Problem statement — Would you please return all of the entries below exactly as shown?

+ + + + + + +

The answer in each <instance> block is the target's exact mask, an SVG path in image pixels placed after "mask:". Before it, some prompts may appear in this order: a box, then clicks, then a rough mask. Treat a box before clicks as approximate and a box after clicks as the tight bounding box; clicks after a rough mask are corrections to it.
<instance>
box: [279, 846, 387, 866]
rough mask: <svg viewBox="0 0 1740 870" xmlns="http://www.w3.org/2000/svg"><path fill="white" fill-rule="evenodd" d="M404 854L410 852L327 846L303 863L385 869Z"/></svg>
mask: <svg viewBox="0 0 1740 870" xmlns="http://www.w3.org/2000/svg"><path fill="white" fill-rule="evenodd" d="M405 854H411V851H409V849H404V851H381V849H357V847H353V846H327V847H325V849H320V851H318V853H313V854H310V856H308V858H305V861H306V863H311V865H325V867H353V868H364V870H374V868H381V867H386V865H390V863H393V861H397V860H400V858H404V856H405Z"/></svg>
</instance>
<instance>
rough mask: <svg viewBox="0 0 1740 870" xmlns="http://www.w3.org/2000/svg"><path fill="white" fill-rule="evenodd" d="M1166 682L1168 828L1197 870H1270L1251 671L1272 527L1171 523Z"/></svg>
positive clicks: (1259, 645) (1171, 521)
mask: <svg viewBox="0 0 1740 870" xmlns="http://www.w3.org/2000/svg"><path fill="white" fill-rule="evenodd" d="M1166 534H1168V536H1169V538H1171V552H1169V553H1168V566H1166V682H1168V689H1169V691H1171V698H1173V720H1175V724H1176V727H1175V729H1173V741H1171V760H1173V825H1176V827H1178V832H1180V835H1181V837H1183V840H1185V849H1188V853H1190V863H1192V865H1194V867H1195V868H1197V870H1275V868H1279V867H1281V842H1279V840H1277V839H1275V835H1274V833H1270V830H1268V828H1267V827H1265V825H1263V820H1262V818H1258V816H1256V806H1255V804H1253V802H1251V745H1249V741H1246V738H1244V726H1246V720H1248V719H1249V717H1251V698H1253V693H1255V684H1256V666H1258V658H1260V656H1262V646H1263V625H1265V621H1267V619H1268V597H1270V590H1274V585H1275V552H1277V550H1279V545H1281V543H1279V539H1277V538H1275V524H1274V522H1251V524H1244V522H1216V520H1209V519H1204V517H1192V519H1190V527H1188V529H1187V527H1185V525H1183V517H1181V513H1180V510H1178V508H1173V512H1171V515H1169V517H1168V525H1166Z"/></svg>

+ + + + + + +

Result of the exercise —
The answer in each <instance> block is the target's exact mask, an SVG path in image pixels placed after "mask:". Before it, some prompts may appear in this order: a box, then clicks, then a rough mask. Treat a box before clicks as approximate and a box after clicks as the tight bounding box; clicks after a rough mask are corrections to it.
<instance>
box: [279, 846, 387, 866]
rough mask: <svg viewBox="0 0 1740 870" xmlns="http://www.w3.org/2000/svg"><path fill="white" fill-rule="evenodd" d="M404 854L410 852L327 846L303 863L385 869Z"/></svg>
mask: <svg viewBox="0 0 1740 870" xmlns="http://www.w3.org/2000/svg"><path fill="white" fill-rule="evenodd" d="M405 854H411V851H409V849H404V851H381V849H357V847H353V846H327V847H325V849H320V851H318V853H313V854H310V856H308V858H305V861H306V863H311V865H325V867H353V868H364V870H374V868H381V867H386V865H390V863H393V861H397V860H400V858H404V856H405Z"/></svg>
</instance>
<instance>
rough mask: <svg viewBox="0 0 1740 870" xmlns="http://www.w3.org/2000/svg"><path fill="white" fill-rule="evenodd" d="M1166 682L1168 828L1197 870H1270L1251 671L1272 527L1171 523Z"/></svg>
positive clicks: (1259, 645) (1171, 521)
mask: <svg viewBox="0 0 1740 870" xmlns="http://www.w3.org/2000/svg"><path fill="white" fill-rule="evenodd" d="M1166 534H1168V536H1169V538H1171V552H1169V553H1168V566H1166V682H1168V689H1169V691H1171V698H1173V720H1175V724H1176V727H1175V729H1173V741H1171V760H1173V825H1176V827H1178V832H1180V835H1181V837H1183V840H1185V849H1188V853H1190V863H1192V865H1194V867H1195V868H1197V870H1275V868H1279V867H1281V842H1279V840H1277V839H1275V835H1274V833H1270V830H1268V828H1267V827H1265V825H1263V820H1262V818H1258V816H1256V806H1255V804H1253V802H1251V745H1249V741H1246V738H1244V726H1246V720H1248V719H1249V717H1251V698H1253V693H1255V684H1256V666H1258V658H1260V656H1262V646H1263V625H1265V621H1267V619H1268V597H1270V590H1274V585H1275V552H1277V550H1279V545H1281V543H1279V539H1277V538H1275V524H1274V522H1251V524H1244V522H1216V520H1209V519H1204V517H1192V519H1190V527H1188V529H1187V527H1185V525H1183V517H1181V513H1180V510H1178V508H1173V512H1171V515H1169V517H1168V525H1166Z"/></svg>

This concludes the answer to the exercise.